Working with Dates, Numbers, and Currencies

If you want to work with dates from around the world (and who doesn't?), you'll need to be familiar with at least four classes from the java.text and java.util packages. In fact, we'll admit it right up front, you might encounter questions on the exam that use classes that aren't specifically mentioned in the Sun objective. Here are the four date related classes you'll need to understand:

  • java.util.Date Most of this class's methods have been deprecated, but you can use this class to bridge between the Calendar and DateFormat class. An instance of Date represents a mutable date and time, to a millisecond.

  • java.util.Calendar This class provides a huge variety of methods that help you convert and manipulate dates and times. For instance, if you want to add a month to a given date, or find out what day of the week January 1, 3000 falls on, the methods in the Calendar class will save your bacon.

* _MATERIAL PROVIDED_
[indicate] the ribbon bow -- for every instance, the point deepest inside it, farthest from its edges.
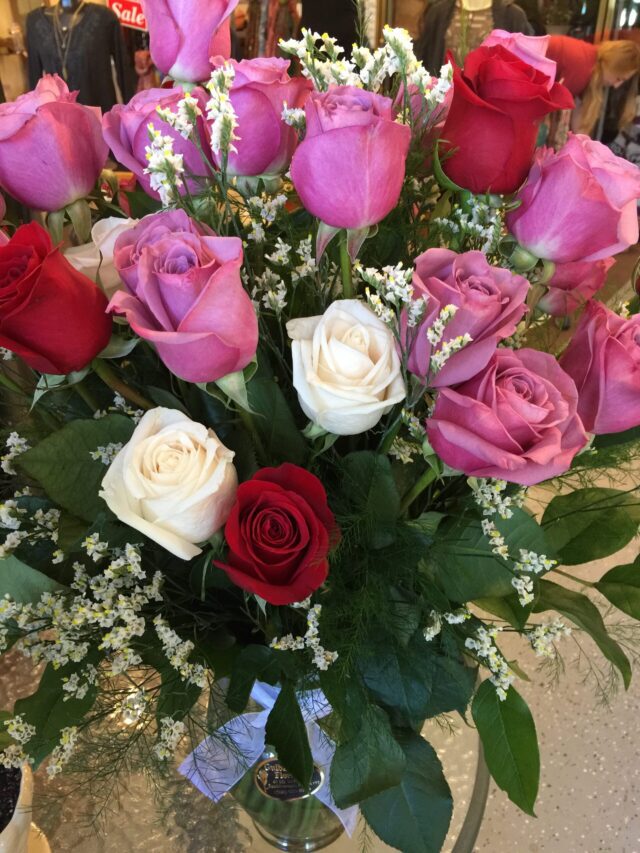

* _CHALLENGES_
1. Repeat the part of the Java dates passage that begins at the words "Working with Dates, Numbers, and" and stops after "to a millisecond.".
2. Using the Java dates passage, answer yes or no to each statement and quote the words that decide it: (a) Most of the methods in java.util.Date have been deprecated. (b) An instance of Date represents an immutable date and time. (c) The Calendar class can be used to add a month to a given date.
The listing isn't needed for anything here.

* _ANSWERS BY TASK_
1.
Working with Dates, Numbers, and Currencies

If you want to work with dates from around the world (and who doesn't?), you'll need to be familiar with at least four classes from the java.text and java.util packages. In fact, we'll admit it right up front, you might encounter questions on the exam that use classes that aren't specifically mentioned in the Sun objective. Here are the four date related classes you'll need to understand:

  • java.util.Date Most of this class's methods have been deprecated, but you can use this class to bridge between the Calendar and DateFormat class. An instance of Date represents a mutable date and time, to a millisecond.

2.
(a) Yes: "Most of this class's methods have been deprecated"
(b) No: "An instance of Date represents a mutable date and time, to a millisecond."
(c) Yes: "if you want to add a month to a given date, or find out what day of the week January 1, 3000 falls on, the methods in the Calendar class will save your bacon."